TASK TO CARRY OUT
Write only the number of lines in the data that include the word "head".

EXERCISE INPUT
··········
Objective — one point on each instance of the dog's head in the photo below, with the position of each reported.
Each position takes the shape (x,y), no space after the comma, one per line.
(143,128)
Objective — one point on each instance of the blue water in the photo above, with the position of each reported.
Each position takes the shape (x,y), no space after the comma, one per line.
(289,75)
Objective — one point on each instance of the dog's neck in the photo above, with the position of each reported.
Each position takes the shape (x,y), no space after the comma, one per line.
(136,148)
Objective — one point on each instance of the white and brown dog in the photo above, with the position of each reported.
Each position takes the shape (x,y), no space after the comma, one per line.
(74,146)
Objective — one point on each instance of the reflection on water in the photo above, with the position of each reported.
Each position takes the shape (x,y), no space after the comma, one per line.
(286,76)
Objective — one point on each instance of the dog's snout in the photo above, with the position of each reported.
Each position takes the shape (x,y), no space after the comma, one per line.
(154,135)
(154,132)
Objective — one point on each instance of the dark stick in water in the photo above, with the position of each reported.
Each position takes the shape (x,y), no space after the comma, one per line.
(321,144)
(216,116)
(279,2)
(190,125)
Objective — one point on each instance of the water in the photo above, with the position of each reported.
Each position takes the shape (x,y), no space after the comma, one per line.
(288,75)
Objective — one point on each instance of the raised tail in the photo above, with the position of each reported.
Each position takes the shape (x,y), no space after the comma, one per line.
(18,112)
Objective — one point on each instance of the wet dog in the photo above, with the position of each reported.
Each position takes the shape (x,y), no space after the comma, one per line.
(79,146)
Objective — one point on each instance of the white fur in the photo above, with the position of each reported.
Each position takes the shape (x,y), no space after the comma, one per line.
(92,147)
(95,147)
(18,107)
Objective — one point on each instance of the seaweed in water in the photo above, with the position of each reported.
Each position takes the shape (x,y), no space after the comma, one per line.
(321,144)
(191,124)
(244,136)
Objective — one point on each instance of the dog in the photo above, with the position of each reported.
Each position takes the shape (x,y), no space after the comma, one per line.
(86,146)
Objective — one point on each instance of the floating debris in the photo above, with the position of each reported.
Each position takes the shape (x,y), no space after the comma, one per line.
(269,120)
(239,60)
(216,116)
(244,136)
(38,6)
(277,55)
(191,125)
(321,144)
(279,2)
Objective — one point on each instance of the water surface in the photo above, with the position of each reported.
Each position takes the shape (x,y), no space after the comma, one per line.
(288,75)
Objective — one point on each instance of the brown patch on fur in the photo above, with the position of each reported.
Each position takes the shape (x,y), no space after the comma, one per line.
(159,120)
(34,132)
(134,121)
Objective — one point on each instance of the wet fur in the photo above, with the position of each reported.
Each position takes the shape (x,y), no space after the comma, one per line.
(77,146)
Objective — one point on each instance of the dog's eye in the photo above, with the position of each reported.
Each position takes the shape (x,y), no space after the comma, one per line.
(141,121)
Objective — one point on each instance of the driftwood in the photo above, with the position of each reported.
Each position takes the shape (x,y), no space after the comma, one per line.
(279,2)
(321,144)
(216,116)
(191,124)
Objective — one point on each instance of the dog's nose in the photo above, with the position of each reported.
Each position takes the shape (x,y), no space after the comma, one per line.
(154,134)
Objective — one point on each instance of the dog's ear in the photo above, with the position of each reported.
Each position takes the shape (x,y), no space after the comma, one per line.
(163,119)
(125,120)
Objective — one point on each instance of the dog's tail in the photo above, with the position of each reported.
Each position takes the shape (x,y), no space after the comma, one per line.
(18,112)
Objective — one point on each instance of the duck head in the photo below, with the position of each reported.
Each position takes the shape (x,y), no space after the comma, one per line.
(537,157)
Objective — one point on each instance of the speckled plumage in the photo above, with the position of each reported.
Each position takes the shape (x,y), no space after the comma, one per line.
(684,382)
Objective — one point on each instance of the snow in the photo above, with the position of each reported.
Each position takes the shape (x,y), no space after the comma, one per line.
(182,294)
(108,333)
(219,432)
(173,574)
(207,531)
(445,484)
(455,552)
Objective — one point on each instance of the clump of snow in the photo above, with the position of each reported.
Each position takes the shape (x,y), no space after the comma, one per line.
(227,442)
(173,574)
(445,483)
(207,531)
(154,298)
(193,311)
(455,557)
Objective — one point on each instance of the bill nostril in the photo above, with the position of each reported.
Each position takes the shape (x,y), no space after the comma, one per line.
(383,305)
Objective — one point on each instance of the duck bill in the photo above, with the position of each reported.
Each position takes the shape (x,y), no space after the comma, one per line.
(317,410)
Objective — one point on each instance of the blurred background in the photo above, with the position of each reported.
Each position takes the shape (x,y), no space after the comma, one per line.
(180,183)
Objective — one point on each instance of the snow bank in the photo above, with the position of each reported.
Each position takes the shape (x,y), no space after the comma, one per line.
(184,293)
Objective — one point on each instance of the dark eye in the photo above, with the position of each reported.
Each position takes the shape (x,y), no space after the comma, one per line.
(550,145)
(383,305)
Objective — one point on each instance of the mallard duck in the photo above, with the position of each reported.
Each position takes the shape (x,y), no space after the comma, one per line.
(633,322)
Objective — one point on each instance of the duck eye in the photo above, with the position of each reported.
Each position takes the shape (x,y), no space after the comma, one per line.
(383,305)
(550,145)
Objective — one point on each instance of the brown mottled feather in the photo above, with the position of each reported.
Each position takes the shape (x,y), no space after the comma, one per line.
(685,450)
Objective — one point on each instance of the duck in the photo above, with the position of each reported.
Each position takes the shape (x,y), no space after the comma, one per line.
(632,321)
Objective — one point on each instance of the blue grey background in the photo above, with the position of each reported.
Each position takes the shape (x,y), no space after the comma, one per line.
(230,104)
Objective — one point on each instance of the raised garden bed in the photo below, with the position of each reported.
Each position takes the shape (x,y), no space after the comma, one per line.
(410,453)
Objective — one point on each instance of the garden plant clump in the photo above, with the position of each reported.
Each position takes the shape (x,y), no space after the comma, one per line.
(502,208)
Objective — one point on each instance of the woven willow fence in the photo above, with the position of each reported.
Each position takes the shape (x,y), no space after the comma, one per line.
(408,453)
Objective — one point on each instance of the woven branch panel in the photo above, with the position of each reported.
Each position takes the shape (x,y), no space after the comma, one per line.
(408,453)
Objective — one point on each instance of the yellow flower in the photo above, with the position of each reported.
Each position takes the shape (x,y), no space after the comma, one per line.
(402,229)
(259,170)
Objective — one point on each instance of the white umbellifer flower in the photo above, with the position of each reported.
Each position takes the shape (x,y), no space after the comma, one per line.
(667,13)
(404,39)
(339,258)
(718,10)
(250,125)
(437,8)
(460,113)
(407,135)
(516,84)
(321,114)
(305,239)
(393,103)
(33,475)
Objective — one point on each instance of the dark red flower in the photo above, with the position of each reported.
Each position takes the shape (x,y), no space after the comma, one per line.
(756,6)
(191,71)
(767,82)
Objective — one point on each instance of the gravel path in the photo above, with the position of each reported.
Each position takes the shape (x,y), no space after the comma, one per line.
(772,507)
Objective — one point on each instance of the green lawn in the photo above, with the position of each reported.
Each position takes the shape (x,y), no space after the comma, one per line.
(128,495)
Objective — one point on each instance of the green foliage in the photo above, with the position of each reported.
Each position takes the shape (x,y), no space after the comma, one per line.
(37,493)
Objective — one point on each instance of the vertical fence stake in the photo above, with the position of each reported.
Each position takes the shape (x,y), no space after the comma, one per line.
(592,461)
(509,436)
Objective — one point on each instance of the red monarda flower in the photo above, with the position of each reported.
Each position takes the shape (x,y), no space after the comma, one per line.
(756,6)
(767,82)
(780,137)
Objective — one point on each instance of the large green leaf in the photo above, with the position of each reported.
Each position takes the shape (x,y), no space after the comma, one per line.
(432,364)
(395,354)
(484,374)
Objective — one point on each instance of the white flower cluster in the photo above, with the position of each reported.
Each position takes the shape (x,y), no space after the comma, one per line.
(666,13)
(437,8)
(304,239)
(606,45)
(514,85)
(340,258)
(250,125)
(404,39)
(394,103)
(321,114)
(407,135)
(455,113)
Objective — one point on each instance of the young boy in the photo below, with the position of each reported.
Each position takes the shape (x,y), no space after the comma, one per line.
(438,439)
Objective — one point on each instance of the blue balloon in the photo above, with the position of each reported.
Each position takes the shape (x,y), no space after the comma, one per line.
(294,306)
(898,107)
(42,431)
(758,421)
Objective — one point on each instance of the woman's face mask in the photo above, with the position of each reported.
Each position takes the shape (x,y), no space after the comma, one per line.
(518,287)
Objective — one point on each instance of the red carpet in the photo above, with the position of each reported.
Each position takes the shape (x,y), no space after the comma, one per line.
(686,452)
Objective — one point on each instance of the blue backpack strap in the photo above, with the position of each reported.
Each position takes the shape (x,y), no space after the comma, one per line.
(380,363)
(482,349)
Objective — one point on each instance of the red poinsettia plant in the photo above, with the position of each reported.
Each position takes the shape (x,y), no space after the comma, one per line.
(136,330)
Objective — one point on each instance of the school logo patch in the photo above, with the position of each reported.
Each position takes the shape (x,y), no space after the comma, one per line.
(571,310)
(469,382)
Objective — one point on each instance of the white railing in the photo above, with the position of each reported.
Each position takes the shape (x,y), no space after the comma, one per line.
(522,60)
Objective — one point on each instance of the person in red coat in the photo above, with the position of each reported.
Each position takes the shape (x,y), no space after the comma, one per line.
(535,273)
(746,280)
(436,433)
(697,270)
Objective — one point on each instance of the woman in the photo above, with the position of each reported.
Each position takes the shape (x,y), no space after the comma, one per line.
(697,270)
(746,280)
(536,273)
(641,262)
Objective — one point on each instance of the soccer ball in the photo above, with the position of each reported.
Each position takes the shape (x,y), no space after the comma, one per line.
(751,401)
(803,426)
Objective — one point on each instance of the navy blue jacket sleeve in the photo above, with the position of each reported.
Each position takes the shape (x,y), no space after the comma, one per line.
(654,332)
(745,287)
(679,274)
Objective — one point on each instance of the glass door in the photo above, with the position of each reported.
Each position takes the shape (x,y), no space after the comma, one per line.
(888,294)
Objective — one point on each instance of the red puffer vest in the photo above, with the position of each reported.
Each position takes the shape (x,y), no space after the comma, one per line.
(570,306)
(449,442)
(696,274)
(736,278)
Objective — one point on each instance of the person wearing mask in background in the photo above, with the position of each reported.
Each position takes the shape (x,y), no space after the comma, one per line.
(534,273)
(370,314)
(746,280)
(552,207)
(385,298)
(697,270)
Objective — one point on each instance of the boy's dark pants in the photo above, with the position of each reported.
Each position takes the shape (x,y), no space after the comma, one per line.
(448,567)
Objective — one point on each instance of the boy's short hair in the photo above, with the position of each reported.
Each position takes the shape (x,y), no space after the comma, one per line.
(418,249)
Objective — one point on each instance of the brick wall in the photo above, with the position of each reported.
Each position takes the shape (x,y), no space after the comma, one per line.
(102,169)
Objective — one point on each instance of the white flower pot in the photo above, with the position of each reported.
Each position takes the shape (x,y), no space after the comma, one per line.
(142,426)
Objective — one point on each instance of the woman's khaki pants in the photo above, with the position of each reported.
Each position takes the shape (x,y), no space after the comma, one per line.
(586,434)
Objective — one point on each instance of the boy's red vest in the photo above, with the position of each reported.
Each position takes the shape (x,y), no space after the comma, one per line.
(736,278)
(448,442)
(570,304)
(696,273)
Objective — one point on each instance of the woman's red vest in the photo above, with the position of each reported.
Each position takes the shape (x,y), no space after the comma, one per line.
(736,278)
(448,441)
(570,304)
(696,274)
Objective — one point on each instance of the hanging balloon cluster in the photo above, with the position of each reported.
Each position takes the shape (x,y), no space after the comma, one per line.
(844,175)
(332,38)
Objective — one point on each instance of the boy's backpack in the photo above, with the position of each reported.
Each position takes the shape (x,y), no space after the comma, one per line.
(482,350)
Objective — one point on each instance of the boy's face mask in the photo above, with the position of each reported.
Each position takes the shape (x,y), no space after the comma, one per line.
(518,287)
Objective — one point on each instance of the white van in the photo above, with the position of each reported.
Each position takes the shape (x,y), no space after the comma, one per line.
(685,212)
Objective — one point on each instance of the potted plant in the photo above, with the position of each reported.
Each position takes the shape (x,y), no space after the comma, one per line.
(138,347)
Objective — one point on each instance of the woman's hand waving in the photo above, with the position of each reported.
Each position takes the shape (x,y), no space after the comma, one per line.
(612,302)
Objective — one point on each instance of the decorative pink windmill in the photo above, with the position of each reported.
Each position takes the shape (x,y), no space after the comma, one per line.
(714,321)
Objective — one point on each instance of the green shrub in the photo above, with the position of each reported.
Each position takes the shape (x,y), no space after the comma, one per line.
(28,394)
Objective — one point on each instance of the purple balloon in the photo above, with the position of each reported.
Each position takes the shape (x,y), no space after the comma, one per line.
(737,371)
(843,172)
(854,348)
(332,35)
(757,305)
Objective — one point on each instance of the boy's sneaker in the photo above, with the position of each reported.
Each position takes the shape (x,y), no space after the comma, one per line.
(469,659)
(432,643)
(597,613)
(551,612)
··········
EXERCISE OUTPUT
2